■ Stated exercise ■
Extract every line of the records below that contains the string "SELECT", and list those lines in their original order.

■ Input data ■
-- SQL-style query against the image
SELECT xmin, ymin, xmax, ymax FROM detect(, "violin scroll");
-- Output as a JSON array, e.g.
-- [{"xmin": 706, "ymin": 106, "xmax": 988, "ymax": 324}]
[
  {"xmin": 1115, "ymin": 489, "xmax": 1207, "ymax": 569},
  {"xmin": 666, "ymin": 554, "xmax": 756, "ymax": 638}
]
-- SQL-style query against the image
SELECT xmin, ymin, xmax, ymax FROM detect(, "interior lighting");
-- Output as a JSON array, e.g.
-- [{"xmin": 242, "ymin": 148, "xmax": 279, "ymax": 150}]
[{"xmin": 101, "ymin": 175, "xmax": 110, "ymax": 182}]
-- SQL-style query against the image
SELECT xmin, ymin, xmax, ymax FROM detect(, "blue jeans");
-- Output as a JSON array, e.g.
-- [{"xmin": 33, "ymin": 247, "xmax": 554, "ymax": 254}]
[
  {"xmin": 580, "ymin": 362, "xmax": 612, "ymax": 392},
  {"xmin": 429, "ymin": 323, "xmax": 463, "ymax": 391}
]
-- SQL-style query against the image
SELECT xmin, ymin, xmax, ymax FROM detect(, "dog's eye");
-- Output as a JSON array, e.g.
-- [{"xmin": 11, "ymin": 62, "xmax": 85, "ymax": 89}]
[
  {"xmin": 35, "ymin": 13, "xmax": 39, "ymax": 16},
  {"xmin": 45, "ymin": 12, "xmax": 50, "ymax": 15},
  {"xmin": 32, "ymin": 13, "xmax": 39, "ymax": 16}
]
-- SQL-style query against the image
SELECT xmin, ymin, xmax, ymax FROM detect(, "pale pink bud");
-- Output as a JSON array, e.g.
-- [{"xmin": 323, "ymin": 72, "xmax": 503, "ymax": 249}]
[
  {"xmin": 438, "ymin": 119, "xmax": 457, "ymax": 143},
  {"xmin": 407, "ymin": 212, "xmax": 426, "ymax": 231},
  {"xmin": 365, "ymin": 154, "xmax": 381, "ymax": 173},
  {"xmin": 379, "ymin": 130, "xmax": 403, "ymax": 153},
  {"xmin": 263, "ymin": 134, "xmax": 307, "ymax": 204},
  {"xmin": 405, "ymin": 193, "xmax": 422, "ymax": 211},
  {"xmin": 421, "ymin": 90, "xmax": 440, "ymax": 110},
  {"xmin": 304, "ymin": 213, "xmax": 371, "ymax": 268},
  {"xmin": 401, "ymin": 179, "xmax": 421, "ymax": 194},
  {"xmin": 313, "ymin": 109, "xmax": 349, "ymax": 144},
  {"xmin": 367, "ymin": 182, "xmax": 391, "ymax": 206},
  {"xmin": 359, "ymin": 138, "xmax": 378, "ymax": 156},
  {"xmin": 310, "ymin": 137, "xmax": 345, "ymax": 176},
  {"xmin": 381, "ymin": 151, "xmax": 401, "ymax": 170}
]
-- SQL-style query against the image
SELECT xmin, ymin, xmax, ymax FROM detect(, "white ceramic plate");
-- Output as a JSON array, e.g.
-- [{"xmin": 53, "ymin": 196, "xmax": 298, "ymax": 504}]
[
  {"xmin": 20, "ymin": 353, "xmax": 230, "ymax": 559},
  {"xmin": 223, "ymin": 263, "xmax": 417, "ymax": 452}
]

■ Solved problem ■
SELECT xmin, ymin, xmax, ymax FROM detect(, "violin scroll");
SELECT xmin, ymin, xmax, ymax FROM detect(, "interior lighting");
SELECT xmin, ymin, xmax, ymax FROM detect(, "blue jeans");
SELECT xmin, ymin, xmax, ymax FROM detect(, "dog's eye");
SELECT xmin, ymin, xmax, ymax FROM detect(, "pale pink bud");
SELECT xmin, ymin, xmax, ymax FROM detect(, "white ceramic plate");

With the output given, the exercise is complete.